▸ **EXCERPT**:
Chicago State University opened its doors as a teacher training school in a leaky railroad freight car in Blue Island, Illinois on September 2, 1867. Today, in contrast, the university is a fully accredited public, urban institution located on 161-picturesque acres in a residential community on the Southside of Chicago. During the first year of its founding, CSU enrolled 62 students. The current student enrollment is nearly 7,200. The path from then until now has been marked by change. During more than 140 years, CSU has changed its name, focus, governance and location. But with each transition, the university has kept sight of its educational mission and enhanced its services to Chicago and its surrounding communities.
Aaisha Nafeesah Haykal matriculated from Syracuse University in Syracuse, New York, in 2009, with Bachelor of Arts degrees in English and Textual Studies and African-American Studies. At Syracuse, Haykal wrote two theses, one on books by Black authors being banned in schools and the other on the political activism seen in the writings of Toni Morrison. In 2011, she received her Master of Science in Library and Information Science at the University of Illinois at Urbana-Champaign. Haykal was awarded the American Library Association’s Spectrum Scholarship and at Syracuse she was a Ronald E. McNair Scholar. Haykal worked at the Avery Research Center for African American History and Culture in Charleston, SC before she accepted the University Archivist position at Chicago State University. She is a member of the Society of American Archivists and the American Library Association.
Patrice-Andre Prud’homme is the Head of Digital Collections Unit at Illinois State University. He is responsible for several of the project management processes in the unit, including copyrights, metadata, design, and supervision.
University Archivist and Special Collections Librarian Meg Miner works with a variety of campus constituencies to collect, preserve and make accessible the records that document the academic and organizational activities of IWU. As a member of the Ames Library’s Digital Initiatives team since 2006, Miner helps develop policies, conduct campus outreach and collect content for the library’s digital assets and the IWU institutional repository 
Jeff Hancks is the Baxter-Snyder Professor of Regional and Icarian Studies at Western Illinois University. Based in the university archives and special collections department, he is responsible for managing the department, collecting, preserving, and making available materials documenting west central Illinois life and culture, and promoting regional history and culture to the general public. He is interested in the role of rural libraries in community sustainability, Midwestern utopian communities, and the Scandinavian folk school movement.

▸ **INFORMATION SHOWN**:
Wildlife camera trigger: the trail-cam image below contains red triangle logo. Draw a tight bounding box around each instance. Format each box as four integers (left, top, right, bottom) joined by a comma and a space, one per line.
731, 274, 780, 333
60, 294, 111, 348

▸ **AIM**:
Reproduce the entire excerpt above on Chicago State University and Illinois university archivists word for word.

▸ **EXERCISE RESULT**:
Chicago State University opened its doors as a teacher training school in a leaky railroad freight car in Blue Island, Illinois on September 2, 1867. Today, in contrast, the university is a fully accredited public, urban institution located on 161-picturesque acres in a residential community on the Southside of Chicago. During the first year of its founding, CSU enrolled 62 students. The current student enrollment is nearly 7,200. The path from then until now has been marked by change. During more than 140 years, CSU has changed its name, focus, governance and location. But with each transition, the university has kept sight of its educational mission and enhanced its services to Chicago and its surrounding communities.
Aaisha Nafeesah Haykal matriculated from Syracuse University in Syracuse, New York, in 2009, with Bachelor of Arts degrees in English and Textual Studies and African-American Studies. At Syracuse, Haykal wrote two theses, one on books by Black authors being banned in schools and the other on the political activism seen in the writings of Toni Morrison. In 2011, she received her Master of Science in Library and Information Science at the University of Illinois at Urbana-Champaign. Haykal was awarded the American Library Association’s Spectrum Scholarship and at Syracuse she was a Ronald E. McNair Scholar. Haykal worked at the Avery Research Center for African American History and Culture in Charleston, SC before she accepted the University Archivist position at Chicago State University. She is a member of the Society of American Archivists and the American Library Association.
Patrice-Andre Prud’homme is the Head of Digital Collections Unit at Illinois State University. He is responsible for several of the project management processes in the unit, including copyrights, metadata, design, and supervision.
University Archivist and Special Collections Librarian Meg Miner works with a variety of campus constituencies to collect, preserve and make accessible the records that document the academic and organizational activities of IWU. As a member of the Ames Library’s Digital Initiatives team since 2006, Miner helps develop policies, conduct campus outreach and collect content for the library’s digital assets and the IWU institutional repository 
Jeff Hancks is the Baxter-Snyder Professor of Regional and Icarian Studies at Western Illinois University. Based in the university archives and special collections department, he is responsible for managing the department, collecting, preserving, and making available materials documenting west central Illinois life and culture, and promoting regional history and culture to the general public. He is interested in the role of rural libraries in community sustainability, Midwestern utopian communities, and the Scandinavian folk school movement.